**Written task:** Set out the stretch from the start of the records through the line containing "89), (222, 89)]", both ends included, as a Markdown table with the columns Row and Line, one row per line and blank lines omitted.

**Supplied data:**

## Begin

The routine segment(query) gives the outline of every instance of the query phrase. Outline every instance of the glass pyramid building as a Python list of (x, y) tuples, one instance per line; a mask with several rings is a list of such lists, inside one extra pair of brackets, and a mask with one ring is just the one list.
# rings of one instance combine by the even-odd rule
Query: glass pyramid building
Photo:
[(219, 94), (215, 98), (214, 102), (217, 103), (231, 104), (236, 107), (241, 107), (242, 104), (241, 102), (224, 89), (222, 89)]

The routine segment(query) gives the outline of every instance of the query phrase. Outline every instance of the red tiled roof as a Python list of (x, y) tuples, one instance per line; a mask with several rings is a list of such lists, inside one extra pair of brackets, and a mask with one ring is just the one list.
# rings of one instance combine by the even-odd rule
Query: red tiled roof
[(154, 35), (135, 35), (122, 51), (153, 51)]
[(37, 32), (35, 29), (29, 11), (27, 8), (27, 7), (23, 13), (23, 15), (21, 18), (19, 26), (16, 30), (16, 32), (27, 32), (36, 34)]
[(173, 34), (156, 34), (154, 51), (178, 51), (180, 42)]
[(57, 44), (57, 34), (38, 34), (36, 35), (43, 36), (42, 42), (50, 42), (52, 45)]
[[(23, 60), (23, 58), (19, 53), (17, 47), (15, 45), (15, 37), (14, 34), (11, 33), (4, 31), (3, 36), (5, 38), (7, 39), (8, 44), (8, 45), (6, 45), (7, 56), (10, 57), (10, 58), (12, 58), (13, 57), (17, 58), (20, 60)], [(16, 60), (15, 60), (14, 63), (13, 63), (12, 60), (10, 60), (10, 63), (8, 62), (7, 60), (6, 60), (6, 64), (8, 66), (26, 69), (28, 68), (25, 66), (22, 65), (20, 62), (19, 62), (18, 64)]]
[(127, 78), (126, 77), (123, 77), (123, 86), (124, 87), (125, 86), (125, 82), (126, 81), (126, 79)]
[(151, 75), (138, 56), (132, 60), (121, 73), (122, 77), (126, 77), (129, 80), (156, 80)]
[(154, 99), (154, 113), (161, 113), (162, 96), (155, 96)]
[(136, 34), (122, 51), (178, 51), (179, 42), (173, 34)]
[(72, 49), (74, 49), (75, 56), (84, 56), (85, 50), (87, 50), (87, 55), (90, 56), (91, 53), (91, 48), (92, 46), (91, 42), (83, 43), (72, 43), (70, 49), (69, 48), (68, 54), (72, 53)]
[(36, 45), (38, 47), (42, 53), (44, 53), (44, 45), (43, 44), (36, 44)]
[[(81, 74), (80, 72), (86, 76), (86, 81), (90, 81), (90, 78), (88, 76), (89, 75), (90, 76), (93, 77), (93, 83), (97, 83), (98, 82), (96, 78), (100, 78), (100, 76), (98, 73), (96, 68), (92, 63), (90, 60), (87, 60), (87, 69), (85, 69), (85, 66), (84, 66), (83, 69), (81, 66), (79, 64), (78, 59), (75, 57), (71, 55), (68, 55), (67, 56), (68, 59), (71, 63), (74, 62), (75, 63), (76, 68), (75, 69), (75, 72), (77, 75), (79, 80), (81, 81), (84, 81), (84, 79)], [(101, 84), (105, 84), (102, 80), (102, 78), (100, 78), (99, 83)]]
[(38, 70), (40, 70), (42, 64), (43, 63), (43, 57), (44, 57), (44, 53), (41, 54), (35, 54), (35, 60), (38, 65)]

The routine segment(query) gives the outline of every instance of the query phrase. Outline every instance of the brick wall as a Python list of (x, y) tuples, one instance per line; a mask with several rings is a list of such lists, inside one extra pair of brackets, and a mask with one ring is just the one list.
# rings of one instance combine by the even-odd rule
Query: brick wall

## End

**Exercise output:**
| Row | Line |
|---|---|
| 1 | The routine segment(query) gives the outline of every instance of the query phrase. Outline every instance of the glass pyramid building as a Python list of (x, y) tuples, one instance per line; a mask with several rings is a list of such lists, inside one extra pair of brackets, and a mask with one ring is just the one list. |
| 2 | # rings of one instance combine by the even-odd rule |
| 3 | Query: glass pyramid building |
| 4 | Photo: |
| 5 | [(219, 94), (215, 98), (214, 102), (217, 103), (231, 104), (236, 107), (241, 107), (242, 104), (241, 102), (224, 89), (222, 89)] |